_Task item 1_
Rewrite the paragraph of the seminar announcement that begins "Abstract: Yves Couder and coworkers" as a short list that keeps its main facts.
_Task item 2_
Reproduce the passage of the seminar announcement starting with "Careful examination of" and going on through "John Bush (MIT).".

Careful examination of the asymptotic behaviour asthe contact line is approached is then shown to resolve the singularities associated with the moving contact line problem. Various features of the model are scrutinised alongside extensions to incorporate slip, finite-time relaxation of the chemical potential, or a precursor film at the wall. But these are not necessary to resolve the moving contact line problem.

8th April 2013 at 10:30 in M/0.40

Speaker: John Bush (MIT).

Title: Hydrodynamic quantum analogs: Droplets walking on the impossible pilot wave

Abstract: Yves Couder and coworkers have recently discovered that droplets walking on a vibrating fluid bath exhibit several features previously thought to be peculiar to the microscopic, quantum realm. Theoretical developments provide rationale for the complex behavior of the bouncing droplets, and yield a trajectory equation for the walking droplets. Experimental results reveal the emergence of wave-like statistics from pilot-wave dynamics for droplets walking in confined geometries, and for droplets walking on a rotating fluid bath. Theoretical results indicate the manner in which wave-like statistics emerge from pilot-wave dynamics for droplets walking on a rotating bath, or under the influence of a central force. The relation between this fluid system and de Broglie’s relativistic pilot-wave theory of quantum mechanics is discussed.

4th June 2013

Speaker: Christopher Davies (Cardiff University School of Mathematics)

_Recorded data_
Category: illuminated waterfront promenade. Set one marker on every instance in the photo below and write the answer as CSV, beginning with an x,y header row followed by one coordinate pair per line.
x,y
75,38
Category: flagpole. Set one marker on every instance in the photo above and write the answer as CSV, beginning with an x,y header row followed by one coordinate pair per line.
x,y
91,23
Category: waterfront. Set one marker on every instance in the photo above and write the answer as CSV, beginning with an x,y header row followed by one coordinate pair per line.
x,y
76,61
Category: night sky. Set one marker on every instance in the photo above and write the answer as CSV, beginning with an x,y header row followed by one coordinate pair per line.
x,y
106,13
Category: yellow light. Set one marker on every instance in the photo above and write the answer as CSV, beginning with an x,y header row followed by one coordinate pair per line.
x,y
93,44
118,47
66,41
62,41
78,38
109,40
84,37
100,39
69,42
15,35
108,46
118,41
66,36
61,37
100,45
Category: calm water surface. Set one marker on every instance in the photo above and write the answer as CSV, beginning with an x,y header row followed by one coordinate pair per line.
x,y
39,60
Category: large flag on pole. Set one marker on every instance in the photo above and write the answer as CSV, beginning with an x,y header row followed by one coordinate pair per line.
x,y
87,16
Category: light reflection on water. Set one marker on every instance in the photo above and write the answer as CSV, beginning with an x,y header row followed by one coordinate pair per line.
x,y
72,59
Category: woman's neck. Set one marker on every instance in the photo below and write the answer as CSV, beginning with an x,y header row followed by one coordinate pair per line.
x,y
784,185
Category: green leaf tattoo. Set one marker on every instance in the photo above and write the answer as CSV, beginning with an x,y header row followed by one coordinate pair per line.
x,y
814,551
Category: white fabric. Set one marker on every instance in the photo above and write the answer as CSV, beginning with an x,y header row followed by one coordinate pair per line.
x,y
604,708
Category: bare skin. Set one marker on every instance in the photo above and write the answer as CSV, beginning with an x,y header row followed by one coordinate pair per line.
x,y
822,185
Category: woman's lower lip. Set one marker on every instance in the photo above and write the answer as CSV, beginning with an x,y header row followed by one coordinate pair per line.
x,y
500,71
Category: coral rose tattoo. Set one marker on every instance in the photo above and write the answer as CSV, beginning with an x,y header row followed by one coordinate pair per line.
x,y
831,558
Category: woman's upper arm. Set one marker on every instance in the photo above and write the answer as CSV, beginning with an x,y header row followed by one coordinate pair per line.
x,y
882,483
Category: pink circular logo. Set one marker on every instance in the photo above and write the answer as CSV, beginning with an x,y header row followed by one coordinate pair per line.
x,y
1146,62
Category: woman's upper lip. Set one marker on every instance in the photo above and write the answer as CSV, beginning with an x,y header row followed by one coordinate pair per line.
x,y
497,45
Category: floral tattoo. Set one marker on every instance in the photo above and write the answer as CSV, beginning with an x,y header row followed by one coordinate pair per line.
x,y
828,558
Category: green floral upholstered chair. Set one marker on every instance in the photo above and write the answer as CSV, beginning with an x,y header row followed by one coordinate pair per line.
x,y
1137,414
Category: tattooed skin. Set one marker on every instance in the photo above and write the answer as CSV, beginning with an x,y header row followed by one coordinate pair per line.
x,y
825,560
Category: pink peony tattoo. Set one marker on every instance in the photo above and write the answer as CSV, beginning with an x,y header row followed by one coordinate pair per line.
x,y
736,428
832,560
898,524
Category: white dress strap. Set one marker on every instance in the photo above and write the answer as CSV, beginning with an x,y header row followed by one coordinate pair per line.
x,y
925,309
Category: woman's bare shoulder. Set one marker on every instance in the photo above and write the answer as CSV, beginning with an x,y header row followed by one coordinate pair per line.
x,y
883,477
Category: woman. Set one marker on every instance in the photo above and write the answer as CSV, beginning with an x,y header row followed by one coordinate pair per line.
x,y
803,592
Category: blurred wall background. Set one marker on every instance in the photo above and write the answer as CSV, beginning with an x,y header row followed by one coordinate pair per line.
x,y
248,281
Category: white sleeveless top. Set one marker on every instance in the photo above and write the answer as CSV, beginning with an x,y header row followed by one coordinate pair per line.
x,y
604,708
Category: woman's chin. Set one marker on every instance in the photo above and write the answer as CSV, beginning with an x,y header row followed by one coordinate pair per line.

_Answer space 1_
- Yves Couder and coworkers found that droplets walking on a vibrating fluid bath show several features once thought unique to the quantum realm.
- Theory explains the bouncing droplets' complex behavior and gives a trajectory equation for the walking droplets.
- Experiments show wave-like statistics emerging from pilot-wave dynamics for droplets walking in confined geometries and on a rotating bath.
- Theory shows how these statistics emerge for droplets on a rotating bath or under a central force.
- The talk discusses how this fluid system relates to de Broglie's relativistic pilot-wave theory of quantum mechanics.

_Answer space 2_
Careful examination of the asymptotic behaviour asthe contact line is approached is then shown to resolve the singularities associated with the moving contact line problem. Various features of the model are scrutinised alongside extensions to incorporate slip, finite-time relaxation of the chemical potential, or a precursor film at the wall. But these are not necessary to resolve the moving contact line problem.

8th April 2013 at 10:30 in M/0.40

Speaker: John Bush (MIT).